__What you should do__.
For each line below that contains the string "glass", copy that line.

[Stored data]
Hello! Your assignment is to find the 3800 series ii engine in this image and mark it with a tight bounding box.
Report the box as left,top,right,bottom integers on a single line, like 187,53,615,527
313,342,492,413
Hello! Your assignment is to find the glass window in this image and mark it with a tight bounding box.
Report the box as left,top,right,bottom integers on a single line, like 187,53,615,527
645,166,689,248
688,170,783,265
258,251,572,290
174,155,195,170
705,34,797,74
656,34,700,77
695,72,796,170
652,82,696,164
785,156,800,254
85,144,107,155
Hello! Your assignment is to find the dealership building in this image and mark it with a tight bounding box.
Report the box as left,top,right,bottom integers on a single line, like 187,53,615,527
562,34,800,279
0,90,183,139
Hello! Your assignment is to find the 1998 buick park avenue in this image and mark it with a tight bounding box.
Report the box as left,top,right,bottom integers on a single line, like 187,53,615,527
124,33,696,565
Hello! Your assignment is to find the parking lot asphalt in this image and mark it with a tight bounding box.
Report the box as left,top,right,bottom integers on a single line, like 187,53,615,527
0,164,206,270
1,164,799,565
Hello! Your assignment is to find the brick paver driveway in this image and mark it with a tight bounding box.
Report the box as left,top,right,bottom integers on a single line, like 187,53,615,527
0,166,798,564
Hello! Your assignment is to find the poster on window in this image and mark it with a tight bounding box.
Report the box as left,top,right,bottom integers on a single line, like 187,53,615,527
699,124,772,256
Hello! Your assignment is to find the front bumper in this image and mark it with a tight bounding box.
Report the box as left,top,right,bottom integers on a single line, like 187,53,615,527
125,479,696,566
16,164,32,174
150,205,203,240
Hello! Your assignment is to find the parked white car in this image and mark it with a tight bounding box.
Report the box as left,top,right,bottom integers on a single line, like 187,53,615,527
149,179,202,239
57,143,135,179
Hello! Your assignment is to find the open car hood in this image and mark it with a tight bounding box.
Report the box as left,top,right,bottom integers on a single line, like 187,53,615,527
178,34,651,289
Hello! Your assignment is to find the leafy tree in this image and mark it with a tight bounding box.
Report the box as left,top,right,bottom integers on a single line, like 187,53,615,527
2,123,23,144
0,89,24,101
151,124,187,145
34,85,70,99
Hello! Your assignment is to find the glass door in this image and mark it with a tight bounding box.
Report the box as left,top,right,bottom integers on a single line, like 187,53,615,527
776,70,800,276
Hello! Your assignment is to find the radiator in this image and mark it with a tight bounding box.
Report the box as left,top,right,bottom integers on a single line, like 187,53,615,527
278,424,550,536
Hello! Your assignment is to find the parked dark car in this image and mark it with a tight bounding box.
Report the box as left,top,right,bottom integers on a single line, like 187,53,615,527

__Answer section__.
Hello! Your assignment is to find the glass window in this image and mark it with a tight bounding box.
Hello! Your assignment is to find the glass door in this image and mark it with a tight bounding box.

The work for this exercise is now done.